Tag Archives: movies

You Don’t Have To Be Pretty – On YA Fiction And Beauty As A Priority

23 Mar

“I’m not trying to be self-deprecating,” I say, “I just don’t get it. I’m younger. I’m not pretty. I –”

He laughs, a deep laugh that sounds like it came from deep inside him, and touches his lips to my temple.

“Don’t pretend,” I say breathily. “You know I’m not. I’m not ugly, but I am certainly not pretty.”

“Fine. You’re not pretty. So?” He kisses my cheek. “I like how you look. You’re deadly smart. You’re brave. And even though you found out about Marcus …” His voice softens. “You aren’t giving me that look. Like I’m a kicked puppy or something.”

“Well,” I say. “You’re not.”

Veronica Roth, Divergent

This handful of sentences, spoken by Divergent‘s protagonists Tris and Four, might be some of the most revolutionary words ever written in a young adult novel. In fact, they’re pretty incredible no matter what the genre. These words may not look like much, but trust me, they’re actually pretty mind-blowing when you really think about them.

Let’s just take a moment to digest what’s being said here, shall we?

**Dataset section**
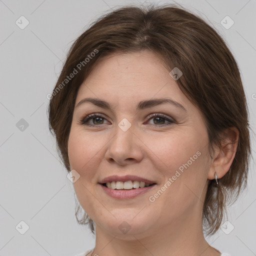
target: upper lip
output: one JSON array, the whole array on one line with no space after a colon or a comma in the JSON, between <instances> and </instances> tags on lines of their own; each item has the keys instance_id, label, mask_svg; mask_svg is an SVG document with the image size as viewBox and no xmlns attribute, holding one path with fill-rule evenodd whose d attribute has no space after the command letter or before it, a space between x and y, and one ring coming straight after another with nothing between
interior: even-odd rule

**Task description**
Answer these questions from the post on YA fiction and beauty.
1. What date appears under the post's title?
2. In the quoted passage, what two qualities does Four name right after saying he likes how she looks?
3. Which two characters does the post say speak the quoted sentences?

**Solution below**
1. 23 Mar
2. He says she is deadly smart and brave.
3. Tris and Four